─── Trecho apresentado

Há anos, cientistas tentam decifrar os “caminhos” tortuosos da esquizofrenia na mente humana. Agora, pesquisadores aliaram os conhecimentos prévios sobre a doença psiquiátrica ao estudo sobre a ação da Covid-19 no cérebro e descobriram, surpreendentemente, que as intersecções são mais comuns do que se imaginava.
O estudo, conduzido por pesquisadores da Unicamp, do Instituto D'Or de Ensino e Pesquisa e do Centro Nacional de Pesquisas em Energia e Materiais (CNPEM) e publicado nesta sexta-feira (19), revela que os dois quadros de saúde convergem, por exemplo, na aceleração de deficiências cognitivas.
Percebemos que as similaridades eram maiores do que as diferenças. Uma das coisas que nos deixou surpresos foi ver que proteínas associadas a eventos neurodegenerativos estavam bastante presentes no cérebro dos pacientes com Covid, assim como acontece na esquizofrenia.
— Daniel Martins-de-Souza, pesquisador da Unicamp e autor do estudo
Pesquisas anteriores já haviam indicado que pacientes com esquizofrenia têm risco maior de apresentar a forma grave da Covid, por razões ainda pouco conhecidas pela medicina. Foi partindo desse princípio que o grupo buscou entender como (e se) os mecanismos biológicos das duas doenças se sobrepõem.

──────
─── Material de origem

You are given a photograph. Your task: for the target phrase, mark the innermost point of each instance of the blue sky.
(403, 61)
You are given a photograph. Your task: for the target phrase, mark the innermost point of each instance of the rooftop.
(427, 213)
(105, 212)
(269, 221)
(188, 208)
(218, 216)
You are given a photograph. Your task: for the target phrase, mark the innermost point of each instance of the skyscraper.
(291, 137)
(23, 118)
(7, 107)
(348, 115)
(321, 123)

──────
─── Material de origem

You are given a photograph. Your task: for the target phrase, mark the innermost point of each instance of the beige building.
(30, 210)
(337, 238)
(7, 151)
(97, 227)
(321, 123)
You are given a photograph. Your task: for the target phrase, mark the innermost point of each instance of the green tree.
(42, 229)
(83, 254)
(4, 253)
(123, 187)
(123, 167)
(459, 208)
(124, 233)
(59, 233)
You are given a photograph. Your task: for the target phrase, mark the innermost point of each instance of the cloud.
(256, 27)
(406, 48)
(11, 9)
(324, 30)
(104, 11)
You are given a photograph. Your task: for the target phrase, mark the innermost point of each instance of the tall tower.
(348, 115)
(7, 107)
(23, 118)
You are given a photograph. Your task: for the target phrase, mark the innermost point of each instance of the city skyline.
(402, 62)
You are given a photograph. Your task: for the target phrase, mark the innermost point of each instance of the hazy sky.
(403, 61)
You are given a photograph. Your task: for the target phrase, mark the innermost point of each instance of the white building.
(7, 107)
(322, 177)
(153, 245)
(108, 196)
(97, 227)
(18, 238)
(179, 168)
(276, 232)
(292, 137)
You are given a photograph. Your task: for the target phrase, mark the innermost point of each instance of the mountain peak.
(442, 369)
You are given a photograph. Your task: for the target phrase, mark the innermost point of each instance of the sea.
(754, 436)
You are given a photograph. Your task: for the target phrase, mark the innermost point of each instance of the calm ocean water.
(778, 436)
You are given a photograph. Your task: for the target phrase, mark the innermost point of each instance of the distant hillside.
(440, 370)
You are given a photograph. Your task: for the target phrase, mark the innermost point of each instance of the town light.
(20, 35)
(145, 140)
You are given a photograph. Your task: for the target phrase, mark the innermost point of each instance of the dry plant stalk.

──────

_Tarefas a realizar_.
a) Pode reproduzir, sem alterar nada, a parte do texto sobre esquizofrenia e Covid-19 que começa nas palavras "Percebemos que as" e termina depois de "doenças se sobrepõem."?
b) Qual é a tradução para o inglês da frase do texto sobre esquizofrenia e Covid-19 que diz "Percebemos que as similaridades eram maiores do que as diferenças"?

_Respostas escritas_.
a)
Percebemos que as similaridades eram maiores do que as diferenças. Uma das coisas que nos deixou surpresos foi ver que proteínas associadas a eventos neurodegenerativos estavam bastante presentes no cérebro dos pacientes com Covid, assim como acontece na esquizofrenia.
— Daniel Martins-de-Souza, pesquisador da Unicamp e autor do estudo
Pesquisas anteriores já haviam indicado que pacientes com esquizofrenia têm risco maior de apresentar a forma grave da Covid, por razões ainda pouco conhecidas pela medicina. Foi partindo desse princípio que o grupo buscou entender como (e se) os mecanismos biológicos das duas doenças se sobrepõem.

b) We realized that the similarities were greater than the differences.